INSTRUÇÕES DO EXERCÍCIO — De acordo com o texto de leitura, quem está consolidando o significado da expressão "constitucionalismo feminista"?

====== TEXTO DE LEITURA

Ainda sobre o constitucionalismo feminista: o que é isso mesmo?
- Christine Peter
- 11 de nov. de 2024
- 5 min de leitura
O constitucionalismo feminista é uma expressão cujo significado ainda está sendo consolidado tanto no Brasil[1], quanto em outros países[2], por autoras acadêmicas que defendem a perspectiva de gênero como um método integral que direciona a hermenêutica das normas constitucionais para aspectos que o Direito Constitucional Contemporâneo sombreia ou até mesmo exclui e, não raras vezes, marginaliza.
Trata-se de uma postura hermenêutica do constitucionalismo inclusivo, ou seja, de um modo de lidar com os problemas jurídico-constitucionais os mais diversos, por meio e com objetivo de estimular uma visão plural, aberta e tolerante dos direitos fundamentais de todas e todos.

============
====== MATERIAL FORNECIDO

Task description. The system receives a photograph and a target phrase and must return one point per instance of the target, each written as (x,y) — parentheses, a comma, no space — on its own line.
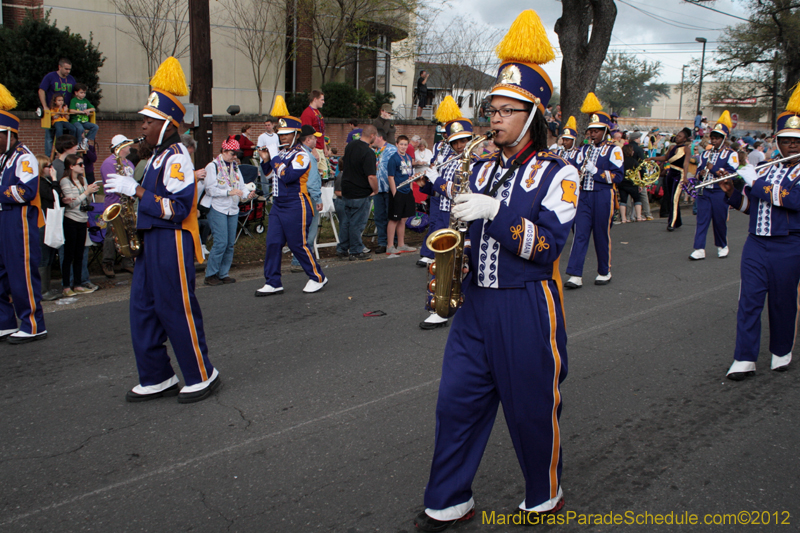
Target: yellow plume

============

RESPOSTA DO EXERCÍCIO — Autoras acadêmicas que defendem a perspectiva de gênero como um método integral.